- **What to work on**:
Each record that comes next should be output exactly; pictures do not belong in the copy.

- **Natural language region descriptions**:
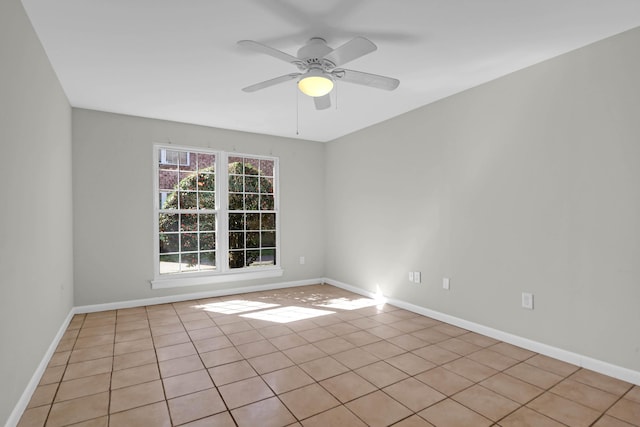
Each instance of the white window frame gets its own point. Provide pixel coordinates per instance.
(223, 273)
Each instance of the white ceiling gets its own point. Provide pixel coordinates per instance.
(178, 59)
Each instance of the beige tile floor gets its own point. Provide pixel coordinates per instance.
(310, 356)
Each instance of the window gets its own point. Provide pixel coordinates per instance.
(215, 214)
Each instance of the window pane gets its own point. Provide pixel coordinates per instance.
(266, 185)
(253, 222)
(189, 222)
(235, 202)
(251, 184)
(206, 181)
(169, 264)
(236, 240)
(189, 262)
(236, 165)
(266, 203)
(207, 222)
(251, 202)
(207, 241)
(236, 259)
(168, 222)
(268, 221)
(207, 200)
(188, 200)
(268, 256)
(236, 184)
(251, 166)
(188, 181)
(207, 260)
(253, 240)
(253, 257)
(167, 179)
(187, 161)
(268, 239)
(188, 242)
(236, 221)
(206, 161)
(168, 242)
(266, 167)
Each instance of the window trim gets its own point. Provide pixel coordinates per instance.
(222, 273)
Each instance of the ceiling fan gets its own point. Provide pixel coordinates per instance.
(318, 68)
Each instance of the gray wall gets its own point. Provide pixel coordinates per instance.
(113, 209)
(529, 183)
(36, 270)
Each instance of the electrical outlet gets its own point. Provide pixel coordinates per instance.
(527, 301)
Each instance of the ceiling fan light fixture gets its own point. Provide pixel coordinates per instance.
(315, 84)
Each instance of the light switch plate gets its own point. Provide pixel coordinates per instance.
(527, 301)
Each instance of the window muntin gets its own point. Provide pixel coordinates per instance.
(206, 227)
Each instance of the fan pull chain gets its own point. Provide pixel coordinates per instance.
(297, 111)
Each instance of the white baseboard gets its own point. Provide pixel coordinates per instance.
(198, 295)
(557, 353)
(596, 365)
(18, 410)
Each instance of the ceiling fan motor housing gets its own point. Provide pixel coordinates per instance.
(312, 55)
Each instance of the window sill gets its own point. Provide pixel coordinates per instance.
(178, 282)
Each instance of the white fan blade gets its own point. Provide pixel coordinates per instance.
(271, 82)
(353, 49)
(322, 102)
(268, 50)
(366, 79)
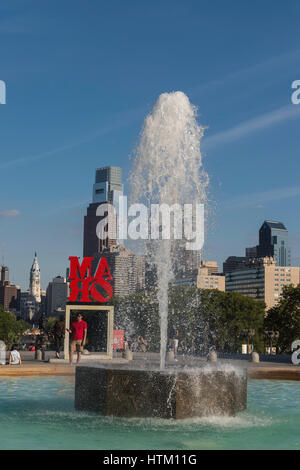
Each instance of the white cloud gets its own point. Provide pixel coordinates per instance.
(248, 127)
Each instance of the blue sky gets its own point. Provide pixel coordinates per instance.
(81, 76)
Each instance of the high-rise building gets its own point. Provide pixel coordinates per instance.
(56, 296)
(233, 262)
(9, 296)
(204, 277)
(4, 273)
(273, 242)
(262, 279)
(35, 280)
(107, 188)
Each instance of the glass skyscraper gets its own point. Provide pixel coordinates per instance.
(273, 242)
(107, 188)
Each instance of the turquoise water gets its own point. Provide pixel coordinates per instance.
(38, 413)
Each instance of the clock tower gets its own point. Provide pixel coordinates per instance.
(35, 281)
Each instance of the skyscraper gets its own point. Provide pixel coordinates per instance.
(35, 281)
(273, 242)
(56, 296)
(107, 188)
(4, 273)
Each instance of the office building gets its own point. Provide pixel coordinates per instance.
(4, 274)
(262, 279)
(107, 188)
(56, 295)
(9, 296)
(233, 262)
(205, 277)
(127, 270)
(273, 242)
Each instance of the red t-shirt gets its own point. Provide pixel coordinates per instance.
(77, 329)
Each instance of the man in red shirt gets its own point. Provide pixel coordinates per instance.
(79, 332)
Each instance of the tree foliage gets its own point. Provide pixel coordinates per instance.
(285, 318)
(202, 317)
(11, 329)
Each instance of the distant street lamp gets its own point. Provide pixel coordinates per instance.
(271, 335)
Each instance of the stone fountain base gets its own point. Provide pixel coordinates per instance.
(178, 394)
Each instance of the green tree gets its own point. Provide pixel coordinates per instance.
(285, 318)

- **Exercise result**:
Each instance of the white window frame gets its own point. Provide pixel coordinates per instance.
(223, 273)
Each instance of the white ceiling gets its own point. Provide pixel coordinates per instance.
(178, 59)
Each instance of the beige tile floor gets its own point. Provide pixel coordinates per instance.
(310, 356)
Each instance of the window gets its own point. Provide pixel coordinates per instance.
(215, 214)
Each instance of the window pane gets its own point. Provide pixel coordinates per instance.
(266, 185)
(253, 222)
(189, 222)
(235, 202)
(251, 184)
(206, 181)
(169, 264)
(236, 240)
(189, 262)
(236, 165)
(266, 203)
(207, 222)
(251, 202)
(207, 241)
(236, 259)
(168, 222)
(268, 221)
(207, 200)
(188, 200)
(268, 256)
(236, 184)
(251, 166)
(188, 181)
(207, 260)
(253, 240)
(253, 257)
(167, 179)
(187, 161)
(268, 239)
(188, 242)
(236, 221)
(206, 161)
(168, 242)
(266, 167)
Each instance of the window trim gets its own point. Provide pixel coordinates per instance.
(222, 273)
Each instance of the ceiling fan gets its own point. Provide pixel coordinates per instance.
(318, 68)
Each instance of the gray wall gets its own point. Provide pixel coordinates per instance.
(113, 209)
(529, 183)
(36, 270)
Each instance of the electrical outlet gets its own point. Provide pixel coordinates per instance.
(527, 301)
Each instance of the ceiling fan light fixture gets its own point. Provide pixel coordinates per instance.
(315, 84)
Each instance of the light switch plate gets its own point. Provide pixel coordinates per instance.
(527, 301)
Each instance of the window muntin gets its own point. Provide pixel coordinates per instance.
(206, 227)
Each instance of the fan pull chain gets its own point. Provide pixel coordinates per instance.
(297, 111)
Each instance of the white baseboard gets its own point. Provide pixel coordinates per instance.
(198, 295)
(557, 353)
(596, 365)
(18, 410)
Each instance of the ceiling fan motor housing gets its own point. Provide pixel coordinates per instance.
(312, 55)
Each instance of the window sill gets its own point. Provide pixel coordinates per instance.
(178, 282)
Each instance of the white fan blade gets its own point. Provide pixel coordinates per instance.
(271, 82)
(353, 49)
(322, 102)
(268, 50)
(366, 79)
Each instance of the white cloud gets its own point. Provide pixel coordinates per instance.
(248, 127)
Each instance of the blue sky gets its own point. Provide pixel coordinates per instance.
(81, 76)
Each instance of the high-rise building gets its own point. Provide pixel coordinates per instance.
(56, 296)
(233, 262)
(9, 296)
(204, 277)
(4, 273)
(273, 242)
(262, 279)
(35, 280)
(107, 188)
Each instance of the glass skyscraper gets its own point. Provide pixel coordinates per instance.
(273, 242)
(107, 188)
Each instance of the turquoise water gets its own point. Provide pixel coordinates per instance.
(38, 413)
Each instance of the clock tower gets its own point. Provide pixel coordinates per instance.
(35, 281)
Each instance of the skyscraper gets its own point. Provide pixel coordinates per instance.
(35, 281)
(273, 242)
(56, 296)
(107, 188)
(4, 273)
Each instance of the office building gets its own point. Provide pixel coordinates per instance.
(4, 274)
(262, 279)
(107, 188)
(56, 295)
(9, 296)
(233, 262)
(205, 277)
(127, 270)
(273, 242)
Each instance of the red t-shirt gets its own point. Provide pixel coordinates per instance.
(77, 329)
Each instance of the man in red shirt gets its own point. Provide pixel coordinates per instance.
(79, 332)
Each instance of the tree foliage gets its own point. Provide pixel coordinates per instance.
(285, 318)
(202, 317)
(11, 329)
Each instance of the distant street lamp gets its own point. Provide pixel coordinates per instance.
(271, 335)
Each instance of the stone fountain base gets its own point. Provide pixel coordinates per instance.
(178, 394)
Each instance of the green tree gets its own point. Provide pixel coordinates per instance.
(285, 318)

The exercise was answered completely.